Recast the data, starting with the line that contains "Indicate one point" and going on through the line that contains "[[868, 195]]", as a Markdown table with the columns Number and Content. Leave out blank lines and pictures.

Excerpted data »
+--

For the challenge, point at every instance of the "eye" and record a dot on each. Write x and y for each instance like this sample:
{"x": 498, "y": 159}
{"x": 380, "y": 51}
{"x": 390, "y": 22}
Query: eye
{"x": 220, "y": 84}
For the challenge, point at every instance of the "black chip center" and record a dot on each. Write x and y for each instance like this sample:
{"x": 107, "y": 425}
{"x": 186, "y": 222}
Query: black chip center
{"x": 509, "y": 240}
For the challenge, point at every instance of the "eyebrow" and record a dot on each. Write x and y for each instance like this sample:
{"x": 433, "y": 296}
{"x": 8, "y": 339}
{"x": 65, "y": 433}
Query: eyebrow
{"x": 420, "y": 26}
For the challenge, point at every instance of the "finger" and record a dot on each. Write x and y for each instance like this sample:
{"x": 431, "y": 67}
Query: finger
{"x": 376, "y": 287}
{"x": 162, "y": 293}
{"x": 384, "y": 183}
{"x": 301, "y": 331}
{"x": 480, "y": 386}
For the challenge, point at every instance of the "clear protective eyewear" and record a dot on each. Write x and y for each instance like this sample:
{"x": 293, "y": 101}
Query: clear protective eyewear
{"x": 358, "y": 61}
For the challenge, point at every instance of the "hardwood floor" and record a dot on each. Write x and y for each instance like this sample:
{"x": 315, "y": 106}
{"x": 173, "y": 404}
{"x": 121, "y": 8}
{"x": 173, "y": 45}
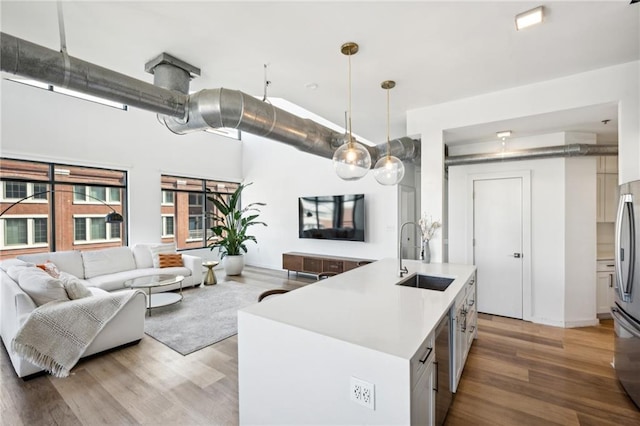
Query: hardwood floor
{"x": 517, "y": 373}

+--

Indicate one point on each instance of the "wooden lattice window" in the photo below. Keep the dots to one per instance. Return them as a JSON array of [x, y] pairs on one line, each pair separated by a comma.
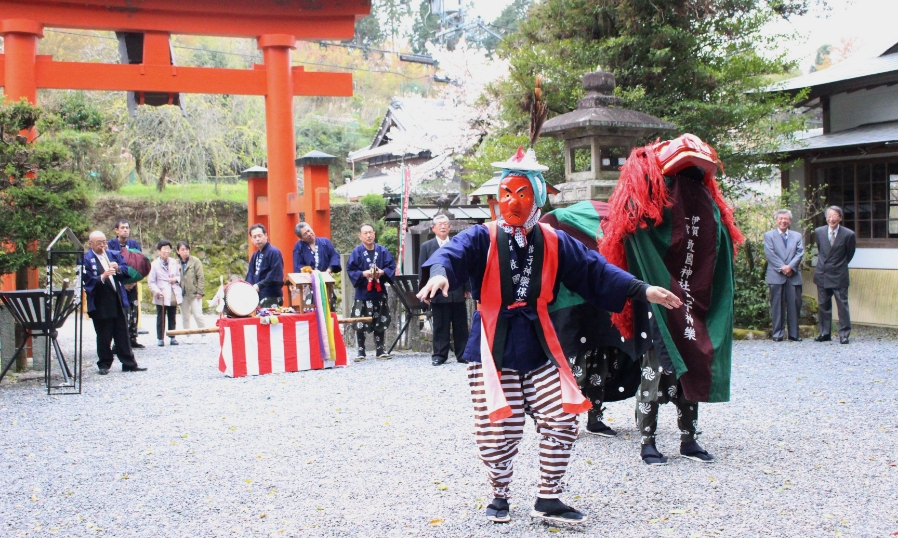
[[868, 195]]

+--

Worked answer »
| Number | Content |
|---|---|
| 1 | Indicate one point on each instance of the "wooden lattice window" in the photo below. Keep the dots to one per instance. Return them as a JSON array of [x, y] pairs on one line, each pair separated by a comma. |
| 2 | [[868, 195]] |